EXERCISE DESCRIPTION: Set down exactly the first line of the entries and every line after it, through the line with "Please answer as".

Saved entries:
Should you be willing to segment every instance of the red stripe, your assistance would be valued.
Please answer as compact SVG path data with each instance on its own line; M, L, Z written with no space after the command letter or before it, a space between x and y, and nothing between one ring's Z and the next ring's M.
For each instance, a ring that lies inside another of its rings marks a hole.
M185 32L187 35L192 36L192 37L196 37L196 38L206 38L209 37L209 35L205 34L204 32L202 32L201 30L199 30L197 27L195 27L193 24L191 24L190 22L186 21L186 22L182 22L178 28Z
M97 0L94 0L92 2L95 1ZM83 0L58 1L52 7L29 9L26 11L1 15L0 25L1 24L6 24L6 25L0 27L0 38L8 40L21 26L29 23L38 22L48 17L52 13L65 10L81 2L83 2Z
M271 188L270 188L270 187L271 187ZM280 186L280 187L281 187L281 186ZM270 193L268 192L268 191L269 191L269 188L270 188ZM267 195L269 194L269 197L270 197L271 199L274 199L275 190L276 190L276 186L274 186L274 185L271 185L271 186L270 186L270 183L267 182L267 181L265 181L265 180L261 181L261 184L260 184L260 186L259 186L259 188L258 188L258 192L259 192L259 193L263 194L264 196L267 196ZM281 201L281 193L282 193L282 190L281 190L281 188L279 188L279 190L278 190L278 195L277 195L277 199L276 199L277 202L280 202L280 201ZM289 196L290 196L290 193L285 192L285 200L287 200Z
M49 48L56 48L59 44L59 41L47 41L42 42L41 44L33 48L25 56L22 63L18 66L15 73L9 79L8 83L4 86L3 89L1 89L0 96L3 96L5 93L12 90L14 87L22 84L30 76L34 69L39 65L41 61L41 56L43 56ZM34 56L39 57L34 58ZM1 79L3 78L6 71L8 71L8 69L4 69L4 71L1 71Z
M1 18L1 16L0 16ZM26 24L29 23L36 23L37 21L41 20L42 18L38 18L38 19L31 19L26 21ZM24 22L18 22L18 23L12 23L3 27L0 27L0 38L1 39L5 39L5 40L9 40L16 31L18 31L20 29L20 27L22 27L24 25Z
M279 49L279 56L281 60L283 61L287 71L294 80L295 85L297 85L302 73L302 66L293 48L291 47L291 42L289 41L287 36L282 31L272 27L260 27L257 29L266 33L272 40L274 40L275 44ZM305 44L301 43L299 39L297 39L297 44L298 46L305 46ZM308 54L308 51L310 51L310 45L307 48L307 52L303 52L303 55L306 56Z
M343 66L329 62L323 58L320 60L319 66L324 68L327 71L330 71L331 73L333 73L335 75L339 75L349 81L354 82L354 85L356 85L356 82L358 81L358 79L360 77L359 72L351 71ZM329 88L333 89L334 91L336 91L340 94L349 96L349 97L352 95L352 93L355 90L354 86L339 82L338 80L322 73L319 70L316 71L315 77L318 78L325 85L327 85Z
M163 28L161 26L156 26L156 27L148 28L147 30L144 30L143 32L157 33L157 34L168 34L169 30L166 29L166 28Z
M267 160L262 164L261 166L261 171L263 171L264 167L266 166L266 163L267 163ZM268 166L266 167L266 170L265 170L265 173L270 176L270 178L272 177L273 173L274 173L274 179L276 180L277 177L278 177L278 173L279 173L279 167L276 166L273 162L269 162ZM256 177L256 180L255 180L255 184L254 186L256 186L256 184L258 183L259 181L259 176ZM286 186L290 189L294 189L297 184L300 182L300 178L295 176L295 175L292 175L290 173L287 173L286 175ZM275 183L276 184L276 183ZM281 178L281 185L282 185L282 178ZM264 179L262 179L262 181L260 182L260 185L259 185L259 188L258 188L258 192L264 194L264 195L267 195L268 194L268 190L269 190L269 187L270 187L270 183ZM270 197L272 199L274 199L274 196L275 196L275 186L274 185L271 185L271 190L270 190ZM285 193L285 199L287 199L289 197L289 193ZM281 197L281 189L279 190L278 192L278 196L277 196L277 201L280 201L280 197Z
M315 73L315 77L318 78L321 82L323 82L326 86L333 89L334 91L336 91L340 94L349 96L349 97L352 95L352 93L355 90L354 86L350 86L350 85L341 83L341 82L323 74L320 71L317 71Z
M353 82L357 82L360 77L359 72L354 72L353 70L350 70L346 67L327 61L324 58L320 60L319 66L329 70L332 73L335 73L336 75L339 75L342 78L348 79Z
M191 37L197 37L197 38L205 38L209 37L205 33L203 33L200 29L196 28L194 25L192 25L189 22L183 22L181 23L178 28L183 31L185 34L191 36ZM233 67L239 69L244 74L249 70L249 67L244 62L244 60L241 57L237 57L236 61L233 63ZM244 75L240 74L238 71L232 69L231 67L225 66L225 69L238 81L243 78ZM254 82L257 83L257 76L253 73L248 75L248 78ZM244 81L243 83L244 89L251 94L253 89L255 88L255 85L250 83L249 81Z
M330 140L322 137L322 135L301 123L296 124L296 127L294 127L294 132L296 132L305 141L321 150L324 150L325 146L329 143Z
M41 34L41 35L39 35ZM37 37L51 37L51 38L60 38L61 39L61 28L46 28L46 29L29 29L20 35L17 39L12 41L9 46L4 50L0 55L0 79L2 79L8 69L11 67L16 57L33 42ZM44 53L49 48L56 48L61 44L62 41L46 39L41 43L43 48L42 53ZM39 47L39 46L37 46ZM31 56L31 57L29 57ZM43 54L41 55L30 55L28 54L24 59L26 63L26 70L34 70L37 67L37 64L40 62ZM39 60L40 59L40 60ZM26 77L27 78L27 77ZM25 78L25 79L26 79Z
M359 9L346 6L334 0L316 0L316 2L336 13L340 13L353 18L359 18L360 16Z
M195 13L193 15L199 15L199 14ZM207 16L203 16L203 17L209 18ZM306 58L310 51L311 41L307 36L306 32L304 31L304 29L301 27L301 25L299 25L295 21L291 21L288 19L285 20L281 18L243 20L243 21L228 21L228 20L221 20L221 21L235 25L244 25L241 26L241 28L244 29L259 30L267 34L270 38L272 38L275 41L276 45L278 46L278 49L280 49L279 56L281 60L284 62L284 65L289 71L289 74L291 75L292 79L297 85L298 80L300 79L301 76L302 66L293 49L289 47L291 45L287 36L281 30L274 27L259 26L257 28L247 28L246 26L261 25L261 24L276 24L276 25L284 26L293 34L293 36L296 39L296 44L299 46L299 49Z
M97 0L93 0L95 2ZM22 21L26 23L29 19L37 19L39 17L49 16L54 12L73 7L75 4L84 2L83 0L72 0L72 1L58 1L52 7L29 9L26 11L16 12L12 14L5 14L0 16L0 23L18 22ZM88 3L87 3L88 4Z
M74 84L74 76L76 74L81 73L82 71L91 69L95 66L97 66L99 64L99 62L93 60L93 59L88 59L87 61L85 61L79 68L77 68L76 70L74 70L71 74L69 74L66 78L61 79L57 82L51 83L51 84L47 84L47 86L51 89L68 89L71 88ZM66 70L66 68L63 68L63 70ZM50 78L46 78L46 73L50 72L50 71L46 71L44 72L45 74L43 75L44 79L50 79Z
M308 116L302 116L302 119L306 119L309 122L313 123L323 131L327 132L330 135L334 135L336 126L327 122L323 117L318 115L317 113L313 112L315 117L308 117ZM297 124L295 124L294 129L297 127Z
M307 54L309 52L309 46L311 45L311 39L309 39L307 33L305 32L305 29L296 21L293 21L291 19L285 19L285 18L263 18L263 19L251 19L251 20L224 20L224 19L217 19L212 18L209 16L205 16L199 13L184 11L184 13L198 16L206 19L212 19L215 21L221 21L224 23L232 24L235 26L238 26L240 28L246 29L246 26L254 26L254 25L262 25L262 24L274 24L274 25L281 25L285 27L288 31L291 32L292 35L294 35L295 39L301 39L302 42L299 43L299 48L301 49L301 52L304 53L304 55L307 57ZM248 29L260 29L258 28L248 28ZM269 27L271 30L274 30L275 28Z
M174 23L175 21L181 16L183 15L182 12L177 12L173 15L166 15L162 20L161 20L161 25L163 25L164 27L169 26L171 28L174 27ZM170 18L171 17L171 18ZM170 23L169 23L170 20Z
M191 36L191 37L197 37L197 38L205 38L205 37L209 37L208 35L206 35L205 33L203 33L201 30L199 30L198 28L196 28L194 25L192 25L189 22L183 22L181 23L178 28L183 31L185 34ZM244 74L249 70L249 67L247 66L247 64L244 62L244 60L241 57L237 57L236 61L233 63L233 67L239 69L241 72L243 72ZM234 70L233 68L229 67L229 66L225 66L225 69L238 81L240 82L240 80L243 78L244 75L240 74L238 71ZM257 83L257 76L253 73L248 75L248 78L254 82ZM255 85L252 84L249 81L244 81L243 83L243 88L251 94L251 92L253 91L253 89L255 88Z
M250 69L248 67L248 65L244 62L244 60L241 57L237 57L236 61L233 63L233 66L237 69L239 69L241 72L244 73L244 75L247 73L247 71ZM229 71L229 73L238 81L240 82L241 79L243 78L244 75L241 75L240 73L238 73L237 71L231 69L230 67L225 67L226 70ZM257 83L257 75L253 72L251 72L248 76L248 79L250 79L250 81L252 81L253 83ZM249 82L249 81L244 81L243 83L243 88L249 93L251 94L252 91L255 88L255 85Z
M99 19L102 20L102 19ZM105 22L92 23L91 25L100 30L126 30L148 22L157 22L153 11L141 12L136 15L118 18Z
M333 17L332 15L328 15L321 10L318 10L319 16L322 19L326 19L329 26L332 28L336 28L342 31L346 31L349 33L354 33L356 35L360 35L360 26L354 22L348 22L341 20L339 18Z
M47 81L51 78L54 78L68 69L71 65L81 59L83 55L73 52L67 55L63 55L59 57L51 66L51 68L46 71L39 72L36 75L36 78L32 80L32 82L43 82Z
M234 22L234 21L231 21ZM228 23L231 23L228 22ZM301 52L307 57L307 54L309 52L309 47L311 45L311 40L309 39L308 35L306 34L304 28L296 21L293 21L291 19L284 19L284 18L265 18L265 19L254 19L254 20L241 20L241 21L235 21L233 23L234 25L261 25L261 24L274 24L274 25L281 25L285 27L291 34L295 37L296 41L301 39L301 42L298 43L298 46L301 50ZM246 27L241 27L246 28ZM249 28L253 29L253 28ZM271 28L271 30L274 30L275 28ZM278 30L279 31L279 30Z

ANSWER TO THIS PROBLEM:
Should you be willing to segment every instance of the red stripe, your assistance would be valued.
Please answer as compact SVG path data with each instance on its own line; M, L, Z written with no space after the command letter or before it, a space between x and y, and nothing between one ring's Z and the next ring's M.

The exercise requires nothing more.